Goal of the exercise: Report every line in the listing below that contains the string "leaf". Case counts.
** START Records for the task **
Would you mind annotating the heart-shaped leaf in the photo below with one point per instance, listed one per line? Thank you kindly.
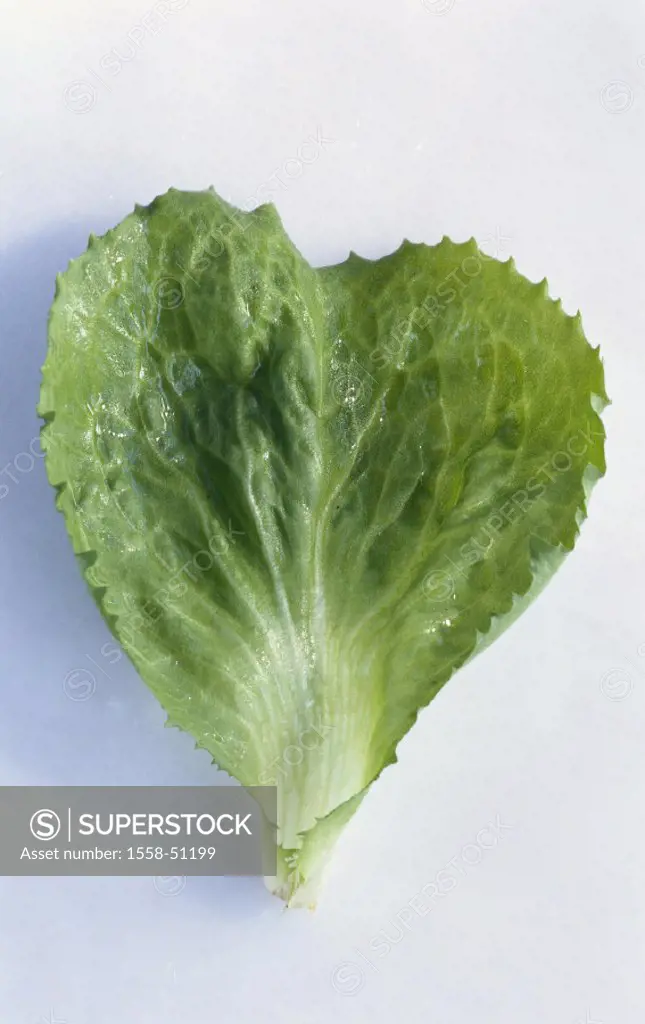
** END Records for the task **
** START Records for the task **
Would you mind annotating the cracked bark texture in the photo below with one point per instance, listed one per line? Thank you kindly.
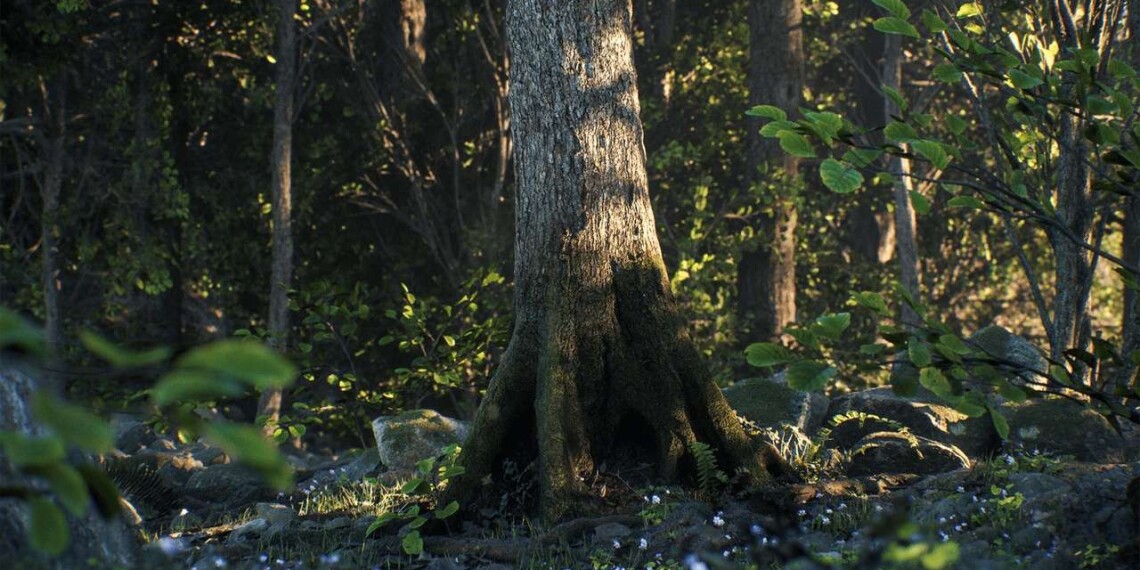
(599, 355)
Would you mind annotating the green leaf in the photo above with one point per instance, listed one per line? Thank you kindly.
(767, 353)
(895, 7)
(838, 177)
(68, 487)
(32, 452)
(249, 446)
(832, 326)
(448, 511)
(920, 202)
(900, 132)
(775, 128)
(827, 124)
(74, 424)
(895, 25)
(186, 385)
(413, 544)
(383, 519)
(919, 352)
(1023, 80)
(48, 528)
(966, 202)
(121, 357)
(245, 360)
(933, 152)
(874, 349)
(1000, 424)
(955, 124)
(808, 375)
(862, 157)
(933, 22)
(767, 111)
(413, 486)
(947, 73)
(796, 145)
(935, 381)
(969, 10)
** END Records for the task **
Complete answer:
Would you mind annotating the heart-shaped leaf in the photo below with one point per instance, listed one per line? Thank you kindly.
Would you mind annotating the green leaf in the photo above with one point per instance, listed one per line? Thank you kindly.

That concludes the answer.